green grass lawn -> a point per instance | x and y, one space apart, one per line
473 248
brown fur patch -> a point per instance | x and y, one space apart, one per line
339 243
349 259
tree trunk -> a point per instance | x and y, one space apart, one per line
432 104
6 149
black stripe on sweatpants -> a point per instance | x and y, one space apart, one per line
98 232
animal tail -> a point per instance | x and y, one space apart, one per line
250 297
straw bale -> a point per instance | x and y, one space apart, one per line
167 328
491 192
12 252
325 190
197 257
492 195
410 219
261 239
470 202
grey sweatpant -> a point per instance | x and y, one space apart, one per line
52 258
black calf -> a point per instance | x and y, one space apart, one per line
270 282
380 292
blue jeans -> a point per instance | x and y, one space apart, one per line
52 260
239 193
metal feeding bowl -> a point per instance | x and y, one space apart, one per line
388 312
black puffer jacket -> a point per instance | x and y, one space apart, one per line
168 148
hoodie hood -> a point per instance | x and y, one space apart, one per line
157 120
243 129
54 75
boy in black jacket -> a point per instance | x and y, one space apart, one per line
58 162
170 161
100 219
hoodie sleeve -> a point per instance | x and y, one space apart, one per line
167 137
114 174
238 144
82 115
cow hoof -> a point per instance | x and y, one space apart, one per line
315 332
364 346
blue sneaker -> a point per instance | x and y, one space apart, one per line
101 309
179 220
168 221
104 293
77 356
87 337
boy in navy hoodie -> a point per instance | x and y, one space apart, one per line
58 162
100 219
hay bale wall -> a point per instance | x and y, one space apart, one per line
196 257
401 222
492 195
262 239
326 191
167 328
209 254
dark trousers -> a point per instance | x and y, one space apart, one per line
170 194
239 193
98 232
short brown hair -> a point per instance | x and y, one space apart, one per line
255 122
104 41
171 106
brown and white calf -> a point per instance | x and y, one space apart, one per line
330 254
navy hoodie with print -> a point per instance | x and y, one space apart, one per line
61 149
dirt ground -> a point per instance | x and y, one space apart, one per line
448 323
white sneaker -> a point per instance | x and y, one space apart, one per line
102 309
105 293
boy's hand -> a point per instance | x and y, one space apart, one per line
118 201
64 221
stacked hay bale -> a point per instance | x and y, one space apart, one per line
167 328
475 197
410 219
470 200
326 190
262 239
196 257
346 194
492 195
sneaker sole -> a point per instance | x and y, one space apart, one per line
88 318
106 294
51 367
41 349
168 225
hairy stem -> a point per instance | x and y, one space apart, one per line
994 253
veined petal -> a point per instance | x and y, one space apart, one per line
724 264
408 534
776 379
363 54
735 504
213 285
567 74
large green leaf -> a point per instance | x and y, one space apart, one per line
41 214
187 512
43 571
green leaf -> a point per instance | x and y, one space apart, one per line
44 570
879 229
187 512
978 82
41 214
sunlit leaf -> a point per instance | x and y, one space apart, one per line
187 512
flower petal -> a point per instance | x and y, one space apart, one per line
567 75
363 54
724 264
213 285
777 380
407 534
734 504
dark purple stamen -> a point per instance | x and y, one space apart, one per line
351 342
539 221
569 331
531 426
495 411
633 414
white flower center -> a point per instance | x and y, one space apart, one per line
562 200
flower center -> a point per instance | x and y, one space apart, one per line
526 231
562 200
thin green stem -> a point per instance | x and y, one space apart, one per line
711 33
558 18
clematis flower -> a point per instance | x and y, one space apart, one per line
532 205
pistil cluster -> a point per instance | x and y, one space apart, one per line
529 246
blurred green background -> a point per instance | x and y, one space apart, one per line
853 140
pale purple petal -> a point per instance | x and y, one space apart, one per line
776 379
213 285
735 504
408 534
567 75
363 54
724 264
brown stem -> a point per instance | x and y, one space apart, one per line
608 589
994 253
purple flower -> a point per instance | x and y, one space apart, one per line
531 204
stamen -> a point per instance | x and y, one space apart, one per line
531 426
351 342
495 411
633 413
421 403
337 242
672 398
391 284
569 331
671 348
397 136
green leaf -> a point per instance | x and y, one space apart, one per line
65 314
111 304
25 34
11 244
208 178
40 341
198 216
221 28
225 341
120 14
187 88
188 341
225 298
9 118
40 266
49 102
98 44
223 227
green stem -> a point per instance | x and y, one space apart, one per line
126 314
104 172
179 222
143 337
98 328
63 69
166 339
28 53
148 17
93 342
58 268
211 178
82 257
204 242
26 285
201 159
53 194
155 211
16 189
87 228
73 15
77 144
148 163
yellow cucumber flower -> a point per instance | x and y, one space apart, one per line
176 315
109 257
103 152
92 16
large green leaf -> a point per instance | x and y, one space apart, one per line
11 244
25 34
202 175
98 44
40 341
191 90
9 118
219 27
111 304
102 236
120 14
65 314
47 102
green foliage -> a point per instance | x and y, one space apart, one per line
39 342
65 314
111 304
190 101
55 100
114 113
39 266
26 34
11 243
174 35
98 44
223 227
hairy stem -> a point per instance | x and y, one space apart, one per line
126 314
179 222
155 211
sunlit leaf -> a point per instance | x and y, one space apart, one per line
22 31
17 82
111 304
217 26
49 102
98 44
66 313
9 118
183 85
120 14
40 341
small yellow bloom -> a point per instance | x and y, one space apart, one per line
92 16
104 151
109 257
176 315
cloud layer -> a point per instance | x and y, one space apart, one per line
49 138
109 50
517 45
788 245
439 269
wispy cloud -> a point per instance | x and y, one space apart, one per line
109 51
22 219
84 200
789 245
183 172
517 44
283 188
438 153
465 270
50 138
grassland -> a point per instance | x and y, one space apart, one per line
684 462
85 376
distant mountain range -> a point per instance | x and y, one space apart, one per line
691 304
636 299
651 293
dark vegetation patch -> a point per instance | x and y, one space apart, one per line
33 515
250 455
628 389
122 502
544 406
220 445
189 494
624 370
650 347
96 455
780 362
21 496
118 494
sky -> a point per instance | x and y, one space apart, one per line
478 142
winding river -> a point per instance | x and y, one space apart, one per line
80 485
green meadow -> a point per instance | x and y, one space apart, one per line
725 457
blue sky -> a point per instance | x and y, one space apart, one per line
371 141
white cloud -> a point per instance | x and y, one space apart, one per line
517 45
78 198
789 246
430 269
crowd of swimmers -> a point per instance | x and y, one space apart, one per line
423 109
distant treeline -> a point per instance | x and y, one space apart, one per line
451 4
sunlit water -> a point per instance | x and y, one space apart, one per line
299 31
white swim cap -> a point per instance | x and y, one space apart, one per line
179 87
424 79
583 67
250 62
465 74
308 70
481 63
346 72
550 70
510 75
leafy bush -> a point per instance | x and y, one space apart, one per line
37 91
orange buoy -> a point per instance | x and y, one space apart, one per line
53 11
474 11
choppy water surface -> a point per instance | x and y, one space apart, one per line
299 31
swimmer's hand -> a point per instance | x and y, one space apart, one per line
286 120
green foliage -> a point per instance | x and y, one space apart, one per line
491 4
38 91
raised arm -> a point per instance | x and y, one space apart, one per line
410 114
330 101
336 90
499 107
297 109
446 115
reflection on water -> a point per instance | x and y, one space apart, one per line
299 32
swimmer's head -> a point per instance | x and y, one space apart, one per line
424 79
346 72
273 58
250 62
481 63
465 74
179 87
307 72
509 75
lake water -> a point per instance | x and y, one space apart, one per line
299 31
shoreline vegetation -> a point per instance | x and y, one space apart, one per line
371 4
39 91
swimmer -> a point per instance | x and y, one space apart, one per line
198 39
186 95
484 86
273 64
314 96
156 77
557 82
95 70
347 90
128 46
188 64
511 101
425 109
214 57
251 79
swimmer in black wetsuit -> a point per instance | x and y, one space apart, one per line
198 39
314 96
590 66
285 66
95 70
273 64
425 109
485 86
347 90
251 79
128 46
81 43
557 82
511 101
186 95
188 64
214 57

Set problem:
Copy out the whole listing, exactly as written.

Output below:
green grass lawn -> a point per instance | x and y, one space apart, one per line
473 248
brown fur patch -> a point per instance | x and y, one space apart, one per line
339 243
349 259
tree trunk -> a point per instance | x and y, one space apart, one per line
432 104
6 149
black stripe on sweatpants -> a point per instance | x and y, one space apart, one per line
98 232
animal tail -> a point per instance | x and y, one space apart, one per line
250 297
straw bale -> a point per instance | x and y, one space apart, one per line
167 328
491 192
12 252
325 190
197 257
492 195
410 219
261 239
470 202
grey sweatpant -> a point per instance | x and y, one space apart, one per line
52 258
black calf -> a point per instance | x and y, one space apart, one per line
270 282
380 292
blue jeans -> a point per instance | x and y, one space apart, one per line
52 260
239 193
metal feeding bowl -> a point per instance | x and y, one space apart, one per line
388 312
black puffer jacket -> a point per instance | x and y, one space apart, one per line
168 148
hoodie hood -> a point per instance | x and y, one space apart, one per line
157 120
243 129
54 75
boy in black jacket -> a point per instance | x and y, one space apart, one per line
58 162
170 161
100 219
hoodie sleeve -> a point per instance | x and y, one space apart, one per line
167 137
114 174
238 144
82 115
cow hoof -> a point per instance | x and y, one space apart, one per line
315 332
364 346
blue sneaker -> a point per instance | x and y, one space apart, one per line
101 309
179 220
168 221
104 293
77 356
87 337
boy in navy hoodie -> a point per instance | x and y, one space apart, one per line
58 162
100 219
hay bale wall -> a point per instance | x and y, one space apart, one per line
196 257
401 222
492 195
262 239
326 191
167 328
209 254
dark trousers -> a point per instance | x and y, one space apart, one per line
170 194
239 193
98 232
short brown hair -> a point per instance | x and y, one space apart, one per line
255 122
104 41
171 106
brown and white calf -> a point per instance | x and y, one space apart, one per line
330 254
navy hoodie with print -> a point per instance | x and y, one space apart, one per line
61 149
dirt ground -> a point per instance | x and y, one space apart, one per line
448 323
white sneaker -> a point per instance | x and y, one space apart, one per line
102 309
105 293
boy's hand -> a point per instance | x and y, one space apart, one per line
118 201
64 221
stacked hay bale -> a point per instance | x and y, one space apart, one per line
167 328
475 197
410 219
470 200
326 190
262 239
196 257
346 194
492 195
sneaker sole -> a point per instance | x and y, one space apart, one per line
88 318
106 294
51 367
41 349
168 225
hairy stem -> a point per instance | x and y, one space apart, one per line
994 253
veined petal -> a point per instance | x and y, one space apart, one per line
724 264
408 534
776 379
363 54
735 504
213 285
567 74
large green leaf -> a point per instance | x and y, one space apart, one per line
41 214
187 512
43 571
green leaf -> a point per instance | x and y, one space apart, one per line
44 570
879 229
187 512
978 82
41 214
sunlit leaf -> a point per instance | x and y, one space apart, one per line
187 512
flower petal -> a point per instance | x and y, one space apart, one per line
567 75
363 54
724 264
213 285
777 380
407 534
734 504
dark purple stamen -> a point per instance | x and y, one space apart, one per line
351 342
539 221
569 331
531 426
495 411
633 414
white flower center -> a point per instance | x and y, one space apart, one per line
562 200
flower center -> a point per instance | x and y, one space apart, one per line
526 231
562 200
thin green stem -> a point per instance | x and y, one space apart, one per line
711 33
558 18
clematis flower -> a point per instance | x and y, one space apart, one per line
532 205
pistil cluster -> a point per instance | x and y, one space apart, one per line
529 246
blurred green background -> a point per instance | x and y, one space apart, one per line
853 140
pale purple petal -> a point per instance | x and y, one space apart, one per line
776 379
213 285
735 504
408 534
567 75
363 54
724 264
brown stem -> a point per instance | x and y, one space apart, one per line
608 589
994 253
purple flower -> a point per instance | x and y, one space apart, one per line
531 204
stamen -> a point per instance | x and y, one space apart, one per line
531 426
351 342
495 411
633 413
421 403
337 242
672 398
391 284
569 331
671 348
397 136
green leaf -> a point per instance | x and y, one space apart, one per line
65 314
111 304
25 34
11 244
208 178
40 341
198 216
221 28
225 341
120 14
187 88
188 341
225 298
9 118
40 266
49 102
98 44
223 227
green stem -> a point per instance | x and y, one space apart, one per line
126 314
104 172
179 222
143 337
98 328
63 69
166 339
28 53
148 17
93 342
58 268
211 178
82 257
204 242
26 285
201 159
53 194
155 211
16 189
87 228
73 15
77 144
148 163
yellow cucumber flower -> a point per instance | x and y, one space apart, one per line
176 315
109 257
103 152
92 16
large green leaf -> a point per instance | x and y, one space apart, one per line
11 244
25 34
202 175
98 44
40 341
191 90
9 118
219 27
111 304
102 236
120 14
65 314
47 102
green foliage -> a point per instance | x and y, one space apart, one per line
39 342
65 314
111 304
190 101
55 100
114 113
39 266
26 34
11 243
174 35
98 44
223 227
hairy stem -> a point per instance | x and y, one space apart, one per line
126 314
179 222
155 211
sunlit leaf -> a point per instance | x and y, one space apart, one per line
22 31
17 82
111 304
217 26
49 102
98 44
66 313
9 118
183 85
120 14
40 341
small yellow bloom -> a point per instance | x and y, one space apart, one per line
92 16
104 151
109 257
176 315
cloud layer -> a point per instance | x and y, one space apart, one per line
49 138
109 50
517 45
788 245
439 269
wispy cloud -> a point per instance | x and y, one space apart, one per line
109 51
22 219
84 200
789 245
183 172
517 44
283 188
438 153
465 270
50 138
grassland -> a point per instance | x and y, one space apart, one per line
684 462
85 376
distant mountain range -> a point per instance | x and y, one space apart, one per line
691 304
636 299
651 293
dark vegetation patch -> a point per instance | x and y, one space apart, one per line
33 515
250 455
628 389
122 502
544 406
220 445
189 494
624 370
650 347
96 455
780 362
21 496
118 494
sky -> a point per instance | x and y, one space apart, one per line
478 142
winding river -> a point per instance | x and y, one space apart, one per line
80 485
green meadow -> a point per instance | x and y, one space apart, one per line
725 457
blue sky -> a point per instance | x and y, one space apart, one per line
371 141
white cloud -> a point per instance | x and y, one space apart, one per line
517 45
78 198
789 246
430 269
crowd of swimmers -> a point per instance | x and y, one space apart, one per line
423 109
distant treeline -> a point per instance | x and y, one space apart, one per line
451 4
sunlit water -> a point per instance | x and y, one space apart, one per line
299 31
white swim cap -> a point per instance | x and y, one space apart, one per line
179 87
424 79
583 67
250 62
465 74
308 70
481 63
346 72
550 70
510 75
leafy bush -> a point per instance | x and y, one space apart, one per line
37 91
orange buoy -> a point per instance | x and y, one space apart, one per line
53 11
474 11
choppy water surface -> a point per instance | x and y, one space apart, one per line
299 31
swimmer's hand -> a point per instance | x and y, one space apart, one per line
286 120
green foliage -> a point per instance | x and y, one space apart, one per line
491 4
38 91
raised arm -> a point per instance | x and y, one space apart, one per line
410 114
330 101
336 90
499 107
297 109
446 115
reflection on water -> a point per instance | x and y, one space apart, one per line
299 32
swimmer's head -> a point per instance | x and y, one space apart, one per line
424 79
346 72
273 58
250 62
481 63
465 74
179 87
307 72
509 75
lake water -> a point per instance | x and y, one space apart, one per line
299 31
shoreline vegetation -> a point per instance | x and y, one space apart, one per line
371 4
39 91
swimmer -> a point per instance | x and y, one space apart, one per line
198 39
186 95
484 86
273 64
314 96
156 77
557 82
95 70
347 90
128 46
188 64
511 101
425 109
214 57
251 79
swimmer in black wetsuit -> a point per instance | x and y, one space apart, one per line
198 39
314 96
590 66
285 66
95 70
273 64
425 109
485 86
347 90
251 79
128 46
81 43
557 82
511 101
186 95
188 64
214 57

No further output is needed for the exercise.